#### [Assigned task]
Check each line of the entries below for the string "bottle"; copy every line where it appears.

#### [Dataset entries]
· · · · · · ·
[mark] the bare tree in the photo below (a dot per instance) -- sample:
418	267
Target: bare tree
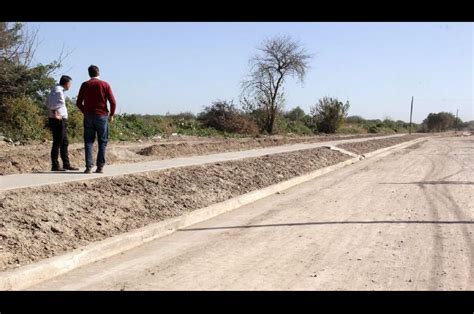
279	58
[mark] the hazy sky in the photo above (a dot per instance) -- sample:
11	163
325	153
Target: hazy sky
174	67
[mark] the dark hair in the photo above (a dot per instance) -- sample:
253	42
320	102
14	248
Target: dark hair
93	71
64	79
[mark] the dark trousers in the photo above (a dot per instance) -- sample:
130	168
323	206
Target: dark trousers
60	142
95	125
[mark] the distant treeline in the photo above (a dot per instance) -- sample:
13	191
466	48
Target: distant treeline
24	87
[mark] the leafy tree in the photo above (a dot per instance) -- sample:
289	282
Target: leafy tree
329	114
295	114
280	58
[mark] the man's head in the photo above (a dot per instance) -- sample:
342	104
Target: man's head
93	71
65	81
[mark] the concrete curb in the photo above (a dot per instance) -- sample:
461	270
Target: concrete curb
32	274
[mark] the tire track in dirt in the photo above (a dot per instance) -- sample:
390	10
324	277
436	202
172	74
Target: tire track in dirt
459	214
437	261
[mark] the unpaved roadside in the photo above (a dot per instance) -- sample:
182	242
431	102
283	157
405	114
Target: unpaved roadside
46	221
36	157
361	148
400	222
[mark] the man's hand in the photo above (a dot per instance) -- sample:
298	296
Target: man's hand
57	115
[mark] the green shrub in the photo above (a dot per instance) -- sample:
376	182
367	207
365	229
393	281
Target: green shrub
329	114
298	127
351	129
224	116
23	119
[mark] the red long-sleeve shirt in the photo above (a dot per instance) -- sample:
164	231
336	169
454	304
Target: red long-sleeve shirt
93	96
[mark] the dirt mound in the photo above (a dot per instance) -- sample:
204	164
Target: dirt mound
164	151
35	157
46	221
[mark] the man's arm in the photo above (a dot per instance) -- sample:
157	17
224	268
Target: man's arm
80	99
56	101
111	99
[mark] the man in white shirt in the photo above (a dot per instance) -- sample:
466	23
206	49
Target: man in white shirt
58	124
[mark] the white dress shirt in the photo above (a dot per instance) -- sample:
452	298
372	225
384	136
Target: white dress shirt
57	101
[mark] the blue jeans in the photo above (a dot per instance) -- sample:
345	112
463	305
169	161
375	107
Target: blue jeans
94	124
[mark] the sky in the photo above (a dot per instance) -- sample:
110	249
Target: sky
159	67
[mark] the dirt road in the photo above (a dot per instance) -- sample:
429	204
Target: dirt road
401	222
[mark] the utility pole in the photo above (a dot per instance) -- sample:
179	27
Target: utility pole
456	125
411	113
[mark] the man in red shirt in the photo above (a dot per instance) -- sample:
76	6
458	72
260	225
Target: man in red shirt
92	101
· · · · · · ·
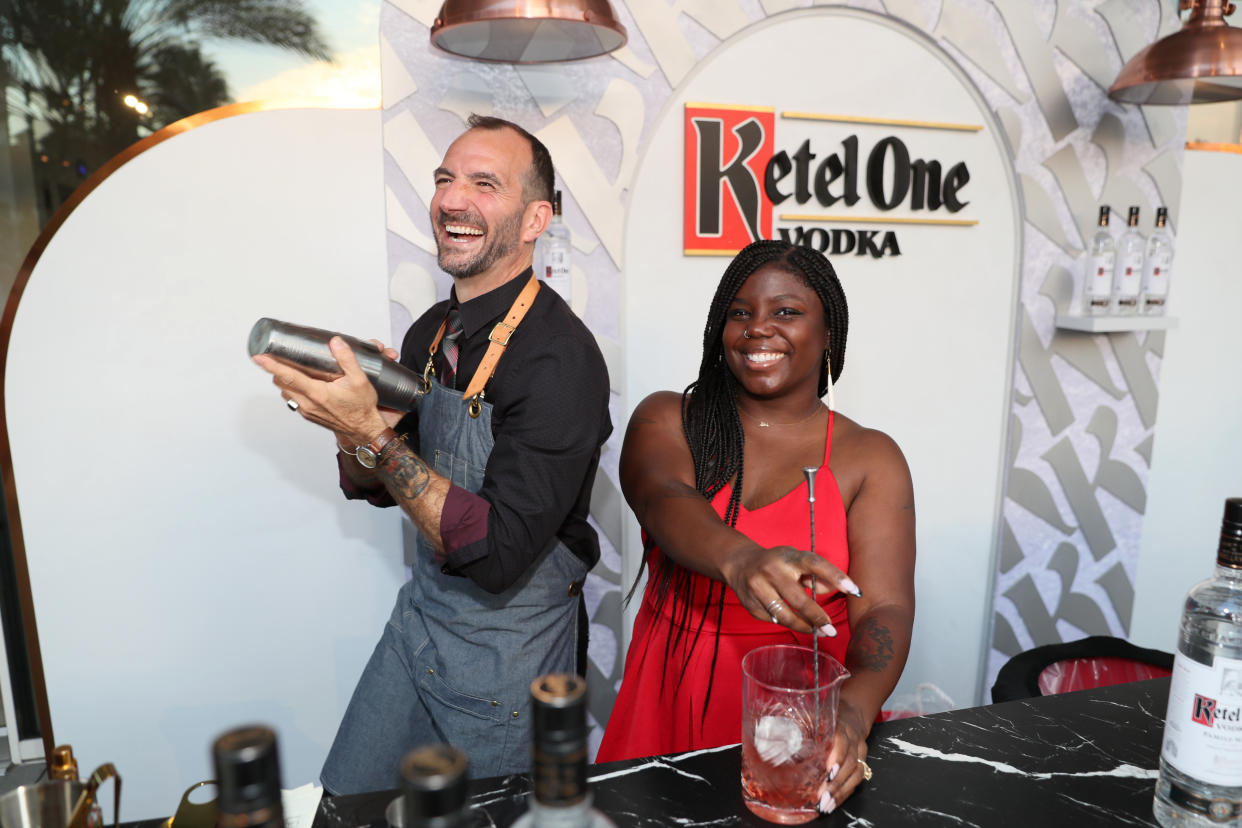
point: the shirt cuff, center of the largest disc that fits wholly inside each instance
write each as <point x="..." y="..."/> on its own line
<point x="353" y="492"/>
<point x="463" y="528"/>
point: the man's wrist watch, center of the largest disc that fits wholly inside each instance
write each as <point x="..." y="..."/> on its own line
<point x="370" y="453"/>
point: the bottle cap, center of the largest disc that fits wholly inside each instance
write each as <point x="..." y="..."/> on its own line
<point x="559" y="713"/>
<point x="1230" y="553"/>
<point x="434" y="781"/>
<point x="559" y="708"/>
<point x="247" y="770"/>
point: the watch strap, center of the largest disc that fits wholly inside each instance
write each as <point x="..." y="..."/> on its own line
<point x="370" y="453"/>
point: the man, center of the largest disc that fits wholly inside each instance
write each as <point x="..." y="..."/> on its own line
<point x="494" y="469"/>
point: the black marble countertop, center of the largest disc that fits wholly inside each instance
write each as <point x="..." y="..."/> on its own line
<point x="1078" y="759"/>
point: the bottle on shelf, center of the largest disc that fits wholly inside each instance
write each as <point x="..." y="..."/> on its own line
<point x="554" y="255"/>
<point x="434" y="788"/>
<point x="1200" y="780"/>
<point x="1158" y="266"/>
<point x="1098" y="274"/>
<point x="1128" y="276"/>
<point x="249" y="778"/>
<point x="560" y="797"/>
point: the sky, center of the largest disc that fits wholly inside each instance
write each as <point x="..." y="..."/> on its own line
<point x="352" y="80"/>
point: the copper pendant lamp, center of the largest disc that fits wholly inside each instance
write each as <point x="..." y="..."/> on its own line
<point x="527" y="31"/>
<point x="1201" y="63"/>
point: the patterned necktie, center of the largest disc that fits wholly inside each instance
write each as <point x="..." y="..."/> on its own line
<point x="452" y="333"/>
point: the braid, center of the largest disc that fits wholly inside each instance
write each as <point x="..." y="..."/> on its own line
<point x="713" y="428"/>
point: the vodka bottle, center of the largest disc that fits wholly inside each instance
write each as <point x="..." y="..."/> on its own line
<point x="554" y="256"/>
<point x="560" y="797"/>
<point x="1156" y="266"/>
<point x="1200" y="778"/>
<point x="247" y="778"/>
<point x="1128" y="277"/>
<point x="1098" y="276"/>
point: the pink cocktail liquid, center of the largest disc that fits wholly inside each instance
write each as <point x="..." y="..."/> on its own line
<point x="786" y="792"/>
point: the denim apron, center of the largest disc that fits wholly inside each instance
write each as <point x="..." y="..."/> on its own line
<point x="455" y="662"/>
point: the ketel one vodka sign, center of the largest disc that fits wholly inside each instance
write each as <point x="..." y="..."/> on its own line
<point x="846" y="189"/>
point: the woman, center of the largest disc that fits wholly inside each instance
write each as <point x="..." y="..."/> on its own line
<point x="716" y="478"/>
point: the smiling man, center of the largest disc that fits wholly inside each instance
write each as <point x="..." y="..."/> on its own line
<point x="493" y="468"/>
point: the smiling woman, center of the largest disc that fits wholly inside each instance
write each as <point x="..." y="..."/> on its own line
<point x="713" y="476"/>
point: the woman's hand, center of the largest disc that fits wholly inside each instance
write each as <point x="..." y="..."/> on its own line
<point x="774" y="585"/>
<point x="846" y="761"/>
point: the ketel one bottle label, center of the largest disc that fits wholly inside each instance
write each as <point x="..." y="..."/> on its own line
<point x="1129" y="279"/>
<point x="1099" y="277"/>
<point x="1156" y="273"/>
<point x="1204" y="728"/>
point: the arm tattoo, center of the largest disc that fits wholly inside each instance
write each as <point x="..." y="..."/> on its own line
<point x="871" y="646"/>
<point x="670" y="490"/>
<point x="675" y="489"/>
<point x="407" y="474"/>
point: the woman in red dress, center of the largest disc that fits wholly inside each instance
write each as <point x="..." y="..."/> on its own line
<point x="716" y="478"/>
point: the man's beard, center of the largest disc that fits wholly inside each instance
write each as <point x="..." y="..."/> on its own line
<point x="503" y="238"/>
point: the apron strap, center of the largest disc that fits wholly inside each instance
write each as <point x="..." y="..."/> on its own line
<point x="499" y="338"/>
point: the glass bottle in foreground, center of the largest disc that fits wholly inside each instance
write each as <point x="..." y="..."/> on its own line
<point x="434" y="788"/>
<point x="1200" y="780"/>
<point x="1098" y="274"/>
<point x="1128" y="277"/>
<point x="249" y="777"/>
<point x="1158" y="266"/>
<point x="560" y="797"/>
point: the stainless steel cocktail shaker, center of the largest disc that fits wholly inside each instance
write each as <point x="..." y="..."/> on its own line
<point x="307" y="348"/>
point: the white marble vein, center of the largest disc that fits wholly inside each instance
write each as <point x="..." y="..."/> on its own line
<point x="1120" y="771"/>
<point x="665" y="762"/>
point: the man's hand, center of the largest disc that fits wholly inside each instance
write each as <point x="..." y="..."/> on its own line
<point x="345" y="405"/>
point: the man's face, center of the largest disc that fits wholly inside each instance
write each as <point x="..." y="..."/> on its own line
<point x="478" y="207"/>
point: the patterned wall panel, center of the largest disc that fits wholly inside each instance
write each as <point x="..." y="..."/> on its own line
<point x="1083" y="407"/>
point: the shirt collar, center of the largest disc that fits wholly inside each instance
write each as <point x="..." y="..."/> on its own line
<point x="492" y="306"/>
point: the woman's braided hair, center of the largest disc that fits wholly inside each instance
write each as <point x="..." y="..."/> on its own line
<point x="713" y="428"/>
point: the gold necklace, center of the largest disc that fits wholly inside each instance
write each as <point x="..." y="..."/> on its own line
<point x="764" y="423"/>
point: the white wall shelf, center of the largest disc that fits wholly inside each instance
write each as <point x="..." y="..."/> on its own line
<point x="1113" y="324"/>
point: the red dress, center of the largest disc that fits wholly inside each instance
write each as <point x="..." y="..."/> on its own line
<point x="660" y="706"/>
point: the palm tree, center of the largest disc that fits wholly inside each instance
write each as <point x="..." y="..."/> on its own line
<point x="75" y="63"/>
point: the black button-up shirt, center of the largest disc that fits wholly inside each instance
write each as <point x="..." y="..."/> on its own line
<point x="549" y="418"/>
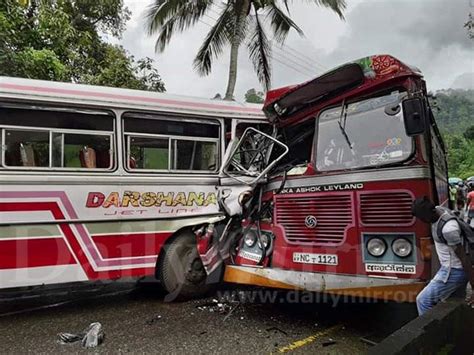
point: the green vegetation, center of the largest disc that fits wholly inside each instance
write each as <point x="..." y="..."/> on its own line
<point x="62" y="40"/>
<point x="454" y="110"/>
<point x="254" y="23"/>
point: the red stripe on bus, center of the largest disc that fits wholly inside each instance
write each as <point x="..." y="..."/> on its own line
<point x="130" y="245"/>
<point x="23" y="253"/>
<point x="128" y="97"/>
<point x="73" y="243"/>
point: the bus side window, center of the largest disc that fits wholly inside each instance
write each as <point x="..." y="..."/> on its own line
· · · · · · ·
#### [Exercise answer]
point: the bottle cap, center of the largest disc that fits wholly inside each instance
point: the bottle on shelf, center of the largest disc that fits wholly inside each instance
point: the vodka bottle, center of the largest disc that fits wholly inside each instance
point: the ketel one bottle label, center of the largest disc that fits wholly inside each instance
point: the glass bottle in foreground, center of the largest disc that fits wholly inside each instance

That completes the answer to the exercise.